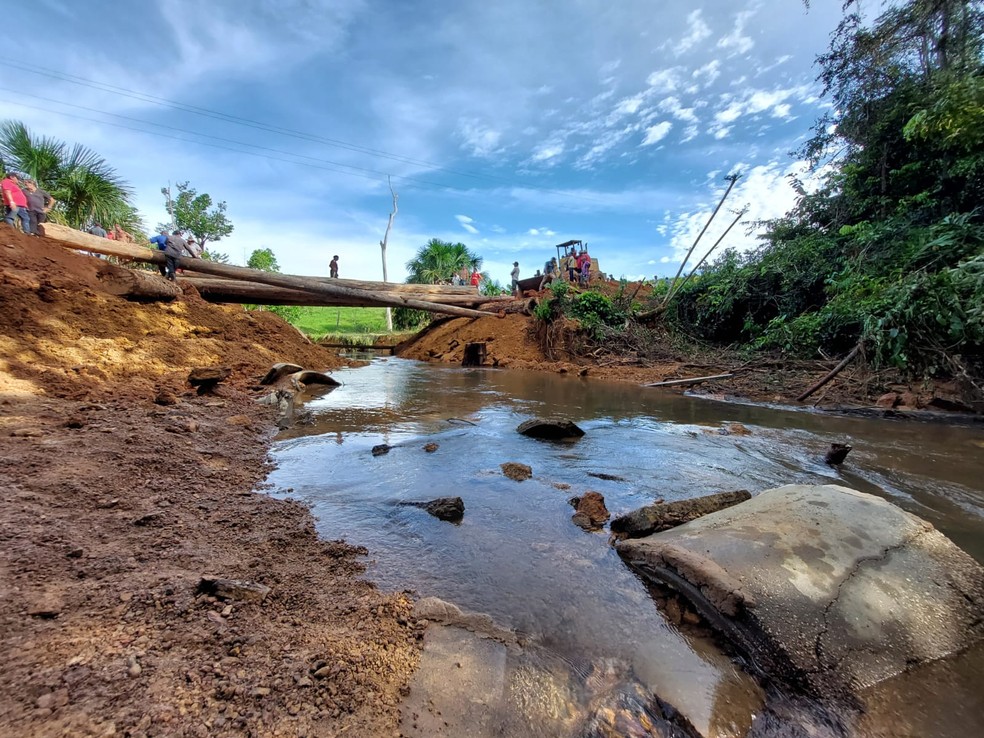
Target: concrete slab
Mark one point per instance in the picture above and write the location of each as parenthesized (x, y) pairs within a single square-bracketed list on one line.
[(823, 586)]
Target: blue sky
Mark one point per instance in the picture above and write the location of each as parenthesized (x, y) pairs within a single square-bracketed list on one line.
[(510, 125)]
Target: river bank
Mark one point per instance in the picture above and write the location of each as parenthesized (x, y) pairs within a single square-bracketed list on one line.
[(122, 488), (511, 342)]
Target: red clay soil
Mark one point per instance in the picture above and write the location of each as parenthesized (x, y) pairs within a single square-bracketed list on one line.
[(121, 487), (511, 342)]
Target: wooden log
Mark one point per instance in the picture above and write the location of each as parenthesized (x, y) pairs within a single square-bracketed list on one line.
[(831, 374), (417, 289), (85, 242), (689, 380), (134, 284), (236, 291)]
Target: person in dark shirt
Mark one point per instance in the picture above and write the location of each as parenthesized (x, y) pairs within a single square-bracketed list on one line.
[(39, 203), (175, 247)]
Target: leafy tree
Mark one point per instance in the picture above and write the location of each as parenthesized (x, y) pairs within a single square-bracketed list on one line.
[(191, 212), (265, 260), (439, 260), (87, 189), (888, 250)]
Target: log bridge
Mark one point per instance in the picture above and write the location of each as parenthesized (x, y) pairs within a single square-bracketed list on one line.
[(225, 283)]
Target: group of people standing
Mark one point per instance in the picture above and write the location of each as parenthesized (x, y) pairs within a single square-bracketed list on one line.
[(174, 247), (574, 266), (25, 202)]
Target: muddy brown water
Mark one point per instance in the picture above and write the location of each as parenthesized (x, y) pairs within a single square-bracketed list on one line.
[(517, 556)]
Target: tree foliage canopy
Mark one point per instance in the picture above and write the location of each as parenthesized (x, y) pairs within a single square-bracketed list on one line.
[(438, 261), (890, 249), (87, 189), (192, 213)]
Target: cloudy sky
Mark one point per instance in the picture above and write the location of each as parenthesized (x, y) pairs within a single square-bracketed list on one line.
[(509, 126)]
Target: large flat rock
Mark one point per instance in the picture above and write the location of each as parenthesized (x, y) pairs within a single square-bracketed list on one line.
[(823, 586)]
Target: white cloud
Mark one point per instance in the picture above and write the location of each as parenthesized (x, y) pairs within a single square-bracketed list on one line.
[(697, 31), (708, 73), (673, 106), (764, 189), (547, 151), (665, 80), (736, 41), (466, 223), (479, 139), (657, 133)]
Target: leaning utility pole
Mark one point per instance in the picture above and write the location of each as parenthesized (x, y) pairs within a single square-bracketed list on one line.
[(382, 248)]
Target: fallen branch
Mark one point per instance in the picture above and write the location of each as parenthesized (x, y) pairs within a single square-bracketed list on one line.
[(690, 380), (833, 373)]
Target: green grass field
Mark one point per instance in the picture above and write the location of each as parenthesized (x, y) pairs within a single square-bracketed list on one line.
[(318, 322)]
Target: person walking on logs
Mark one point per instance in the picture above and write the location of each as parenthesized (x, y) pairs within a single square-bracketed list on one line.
[(39, 203), (571, 267), (175, 247), (16, 202)]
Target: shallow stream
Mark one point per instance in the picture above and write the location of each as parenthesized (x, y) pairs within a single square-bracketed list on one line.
[(518, 557)]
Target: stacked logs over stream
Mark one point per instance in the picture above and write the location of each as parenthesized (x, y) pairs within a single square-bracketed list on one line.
[(225, 283)]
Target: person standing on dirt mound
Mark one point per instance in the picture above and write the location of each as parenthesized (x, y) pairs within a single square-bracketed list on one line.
[(16, 202), (39, 203)]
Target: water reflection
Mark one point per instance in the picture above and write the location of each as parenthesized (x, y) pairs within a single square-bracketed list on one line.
[(517, 556)]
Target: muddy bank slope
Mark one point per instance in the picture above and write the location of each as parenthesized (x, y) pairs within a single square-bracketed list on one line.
[(120, 488), (511, 341)]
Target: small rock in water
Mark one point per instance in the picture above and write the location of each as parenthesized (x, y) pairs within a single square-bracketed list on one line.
[(233, 589), (451, 509), (591, 513), (837, 453), (550, 430), (516, 471)]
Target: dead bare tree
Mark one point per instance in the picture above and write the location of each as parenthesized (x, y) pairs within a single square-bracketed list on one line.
[(382, 248)]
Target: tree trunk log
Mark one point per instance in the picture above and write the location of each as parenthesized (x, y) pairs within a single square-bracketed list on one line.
[(86, 242), (237, 291)]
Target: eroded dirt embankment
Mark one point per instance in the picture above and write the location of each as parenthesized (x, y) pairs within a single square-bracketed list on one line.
[(511, 341), (120, 488)]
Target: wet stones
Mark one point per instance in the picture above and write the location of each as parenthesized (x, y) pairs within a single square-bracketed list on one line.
[(837, 453), (654, 518), (233, 589), (516, 471), (550, 429), (590, 511)]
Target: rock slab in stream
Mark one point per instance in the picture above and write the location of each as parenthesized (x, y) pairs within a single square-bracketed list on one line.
[(516, 471), (450, 509), (233, 589), (824, 587), (654, 518), (590, 511), (550, 430)]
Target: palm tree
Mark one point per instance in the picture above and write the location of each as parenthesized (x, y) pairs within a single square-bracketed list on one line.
[(86, 187), (439, 261)]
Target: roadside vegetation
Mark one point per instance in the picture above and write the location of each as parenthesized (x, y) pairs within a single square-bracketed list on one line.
[(888, 253)]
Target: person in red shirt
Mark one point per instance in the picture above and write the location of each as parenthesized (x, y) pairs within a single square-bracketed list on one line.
[(16, 202)]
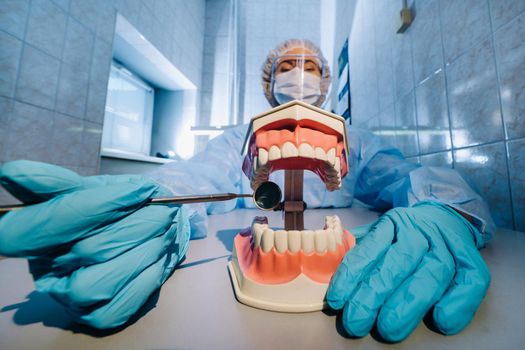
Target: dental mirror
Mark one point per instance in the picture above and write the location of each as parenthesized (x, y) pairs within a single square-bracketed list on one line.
[(266, 197)]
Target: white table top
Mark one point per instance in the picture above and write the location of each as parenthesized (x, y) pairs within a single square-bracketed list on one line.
[(197, 309)]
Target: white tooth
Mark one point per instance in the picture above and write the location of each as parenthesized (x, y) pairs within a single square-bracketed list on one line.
[(307, 241), (263, 156), (289, 150), (320, 153), (330, 239), (330, 155), (320, 241), (281, 241), (338, 230), (257, 230), (337, 165), (294, 241), (306, 151), (275, 153), (267, 240)]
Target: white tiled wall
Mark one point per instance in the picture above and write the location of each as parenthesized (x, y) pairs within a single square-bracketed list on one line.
[(54, 64), (450, 91)]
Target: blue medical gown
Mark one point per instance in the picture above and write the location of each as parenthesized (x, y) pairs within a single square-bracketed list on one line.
[(379, 176)]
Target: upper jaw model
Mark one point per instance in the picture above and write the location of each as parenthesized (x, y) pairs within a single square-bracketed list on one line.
[(289, 269)]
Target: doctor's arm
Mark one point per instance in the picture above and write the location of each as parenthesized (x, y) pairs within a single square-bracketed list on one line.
[(420, 256)]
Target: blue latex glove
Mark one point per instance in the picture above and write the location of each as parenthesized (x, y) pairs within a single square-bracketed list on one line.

********

Problem details » Output every line of the data above as a numbered list, skipping blank lines and leaving out the pictures.

The completed task »
1. Target: concrete slab
2. Mark one point per instance in the picture above and write the location of each as parenthesized (x, y) pairs within a single square-bracketed list on one line.
3. [(823, 586)]
4. Target: blue sky
5. Mark one point per instance in the picture above and write the location of each as parenthesized (x, y) pairs within a single square-bracketed list on one line.
6. [(510, 125)]
7. Target: river bank
8. Mark one point per instance in the picture above and write the location of each as parenthesized (x, y) pairs within a single square-bracketed list on one line.
9. [(122, 488), (511, 342)]
10. Target: red clay soil
11. Mark one point per instance in the picture above and write the location of each as parenthesized (x, y) pairs within a single square-bracketed list on one line.
12. [(121, 487), (511, 342)]
13. Target: wooden log
14. Mark one point per instance in the picture above and write the location of each as parenthesized (x, y) pairs within a single square-bracketed list on one line.
15. [(831, 374), (417, 289), (85, 242), (689, 380), (134, 284), (236, 291)]
16. Target: person in dark shirt
17. Mark one point per instance in the picture above and write the location of each as parenthesized (x, y) pairs within a single square-bracketed list on one line.
18. [(39, 203), (175, 247)]
19. Target: leafy tree
20. Mark one point per instance in the picture above and write the location of each as parenthesized (x, y) pairs within a single square-bracketed list on one line.
21. [(191, 212), (265, 260), (439, 260), (87, 189), (888, 250)]
22. Target: log bridge
23. Mark one point per instance in the picture above and write the location of each as parenthesized (x, y) pairs within a single square-bracketed list on one line.
24. [(225, 283)]
25. Target: group of people standing
26. Mark one point per instance in the picture above and write the location of each as parenthesized (x, y) pairs within a single square-bracketed list on one line.
27. [(174, 247), (574, 266), (25, 202)]
28. Target: muddy brown water
29. Mark one point per instance in the picture above and write the location of each as parenthesized (x, y) pairs within a single square-bracketed list on one line.
30. [(517, 556)]
31. Target: tree foliage canopy
32. Mark one point per instance in the picture above and write the location of each as parenthesized (x, y) pairs within a single square-bracketed list on one line.
33. [(438, 261), (890, 249), (87, 189), (192, 213)]
34. Target: cloudy sky
35. Mark one point per instance in the picture above and write the location of each as parenthesized (x, y) pairs within a single square-bracketed list on one line.
36. [(509, 126)]
37. Target: large flat rock
38. Mark one point per instance in the picture above and write the location of each as parenthesized (x, y) pairs within a single square-bracketed list on one line.
39. [(823, 586)]
40. Target: white cloud
41. Mark one point per instance in the picture above and write the location of each as parenthesized (x, y) pairs within a single square-bracketed list on one line.
42. [(697, 31), (708, 73), (673, 106), (764, 189), (547, 151), (665, 80), (736, 41), (466, 223), (479, 139), (657, 133)]
43. Target: leaning utility pole
44. Mark one point per instance in the picture above and write the location of each as parenthesized (x, y) pairs within a single square-bracketed list on one line.
45. [(382, 248)]
46. Target: fallen branch
47. Mark one point per instance in the picture above and write the location of each as parenthesized (x, y) pairs within a single square-bracketed list on one line.
48. [(690, 380), (833, 373)]
49. Target: green grass field
50. Mark one point per instance in the picture above and write the location of each as parenthesized (x, y) pairs within a single square-bracketed list on one line.
51. [(318, 322)]
52. Target: person walking on logs
53. Mark one point per instance in the picture above and write the location of each as parenthesized (x, y) pairs within a single square-bracketed list on one line.
54. [(39, 203), (571, 267), (175, 247), (16, 202)]
55. Target: shallow stream
56. Mark one point per instance in the picture above and write the location of each as parenthesized (x, y) pairs within a single square-bracketed list on one line.
57. [(518, 557)]
58. Target: stacked logs over stream
59. Mark one point per instance in the picture above and write the location of each as parenthesized (x, y) pairs within a single square-bracketed list on one line.
60. [(225, 283)]
61. Target: person standing on dirt mound
62. Mark one point per instance in the picture above and write the location of each as parenthesized (x, y) pairs within a single square-bracketed list on one line.
63. [(16, 202), (39, 203)]
64. Target: water reflection
65. Mark one point per instance in the picture above and write the location of each as parenthesized (x, y) pairs within a single square-bracketed list on one line.
66. [(517, 556)]
67. Target: muddy bank slope
68. Mark one point per instance in the picture above and write the location of each as parenthesized (x, y) pairs within a single square-bracketed list on one line.
69. [(120, 488), (511, 341)]
70. Target: small rock in water
71. Mark one point per instance in the picture above and write the location of each as parenthesized (x, y) pairs within a single square-bracketed list on one line.
72. [(233, 589), (451, 509), (591, 513), (837, 453), (550, 430), (516, 471)]
73. Target: dead bare tree
74. Mark one point per instance in the picture above and write the location of each as parenthesized (x, y) pairs within a single square-bracketed list on one line.
75. [(382, 248)]
76. Target: tree trunk log
77. Mark one point per instance in the picture above and write the location of each as parenthesized (x, y) pairs within a single square-bracketed list on one line.
78. [(86, 242), (237, 291)]
79. Target: eroded dirt embankment
80. Mark one point per instance in the picture above and write the location of each as parenthesized (x, y) pairs within a single square-bracketed list on one line.
81. [(511, 341), (120, 488)]
82. Target: wet stones
83. Mark one point per instance in the picture above and write the location of each as parenthesized (x, y) pairs within a single square-bracketed list on one line.
84. [(837, 453), (654, 518), (233, 589), (516, 471), (550, 429), (590, 511)]
85. Target: rock slab in stream
86. Mark one point per instance in the picture above and write the location of each as parenthesized (x, y) pairs within a single square-bracketed list on one line.
87. [(516, 471), (450, 509), (233, 589), (824, 587), (654, 518), (590, 511), (550, 430)]
88. Target: palm tree
89. Mark one point per instance in the picture above and write the location of each as parenthesized (x, y) pairs within a single square-bracketed list on one line.
90. [(86, 187), (439, 261)]
91. Target: roadside vegetation
92. Mark one point per instance in the picture above and write the location of each as parenthesized (x, y) pairs within a single square-bracketed list on one line.
93. [(888, 253)]
94. Target: person in red shirt
95. Mark one point per instance in the picture above and write the location of each as parenthesized (x, y) pairs within a single square-bracketed list on one line.
96. [(16, 202)]
97. Target: dental mirror
98. Mark one point per instance in the picture above and write the location of each as parenthesized (x, y) pairs within a single square-bracketed list on one line.
99. [(266, 197)]
100. Target: white table top
101. Mark one point per instance in the picture above and write the location of each as parenthesized (x, y) pairs within a single square-bracketed list on one line.
102. [(197, 309)]
103. Target: white tooth
104. Mark one point per instance in the picture above and write the location of each as parenthesized (x, y) pairs within a single square-bracketed list on one line.
105. [(307, 241), (263, 156), (289, 150), (320, 153), (330, 239), (330, 155), (320, 241), (281, 241), (338, 230), (257, 230), (337, 165), (294, 241), (306, 151), (275, 153), (267, 240)]
106. Target: white tiled wall
107. Mark one point per instance in the picture above and write the location of each as parenthesized (x, y) pairs within a single square-bracketed list on one line.
108. [(54, 64), (450, 91)]
109. Target: blue medical gown
110. Mark one point per instance in the picture above and write the location of each as parenthesized (x, y) pairs within a single square-bracketed list on one line.
111. [(379, 176)]
112. Target: upper jaw model
113. Mark one point per instance in the picture above and write the location of each as parenthesized (x, y) pairs within a single square-bracketed list on one line.
114. [(289, 269)]
115. Target: doctor's arm
116. Mark one point per instance in the picture above and write the location of each as parenthesized (x, y) pairs within a single square-bracketed list on one line.
117. [(420, 256)]
118. Target: blue latex glove
119. Mark one point per instance in the picture above and write the location of each as parenthesized (x, y) pairs within a single square-bracketed list on one line.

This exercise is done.